» SHORT EXERCISE 1: According to the glossary, what department does a pay-to business partner usually represent?

**** DOCUMENT

The source of the information on which an order is based, such as LN sessions, or user defined sources such as phone, mail, and so on.

order set

The order set groups order lines of the same order.

The order lines are grouped if the following attributes match:

  • Ship-from partner
  • Ship-to partner
  • Ship-from address
  • Ship-to address
  • Carrier
  • Shipping date
  • Original company

originating order

The order from which an order is created. For example, if a warehousing order is created from a sales order, the sales order is the originating order of the warehousing order.

package definition

A particular configuration of items and their packaging. A package definition for an item can, for example, be the following: a pallet contains 12 boxes and each box contains 4 pieces.

pay-by business partner

The business partner from whom you receive payments. This usually represents a customer's accounts payable department. The definition includes the default currency and exchange rate, the customer's bank relation, the type of reminders you send to the business partner, and the frequency of sending reminders.

payment method

The way in which the payment (purchase invoice) or the direct debit (sales invoice) takes place. The payment method defines details such as, the maximum amount, the type of due date, if foreign currencies are allowed, and which details must be printed on the report.

These details are default values that you can change on the order or invoice as necessary.

payment terms

Agreements about the way in which invoices are paid.

The payment terms include:

  • The period within which invoices must be paid.
  • The discount granted if an invoice is paid within a given period

The payment terms allow you to calculate:

  • The date on which the payment is due
  • The date on which the discount periods expire
  • The discount amount

pay-to business partner

The business partner to whom you pay invoices. This usually represents a supplier's accounts receivable department. The definition includes the default currency and exchange rate, the supplier's bank relation, the number of days within which you must pay the invoices, and if the business partner uses a factoring company.

piece unit

The basic unit used to indicate the loading capacity of a means of transport. For example, loading metre. If a truck has a capacity of 15 loading metres, and an item is 0.01 loading metres, the truck can hold 1,500 items. Other examples: pallet, crate, or box. In the latter cases, the loading unit is also the unit or type of container used to load the means of transport, which can be defined as handling units. See also handling unit.

********

» SHORT EXERCISE 2: Please put every line of the listing below into a numbered list, dropping any blank lines.

**** LISTED RECORDS

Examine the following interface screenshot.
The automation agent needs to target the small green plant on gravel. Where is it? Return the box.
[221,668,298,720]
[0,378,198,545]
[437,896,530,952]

********

» TASK OUTPUT 1: A supplier's accounts receivable department.

» TASK OUTPUT 2:
1. Examine the following interface screenshot.
2. The automation agent needs to target the small green plant on gravel. Where is it? Return the box.
3. [221,668,298,720]
4. [0,378,198,545]
5. [437,896,530,952]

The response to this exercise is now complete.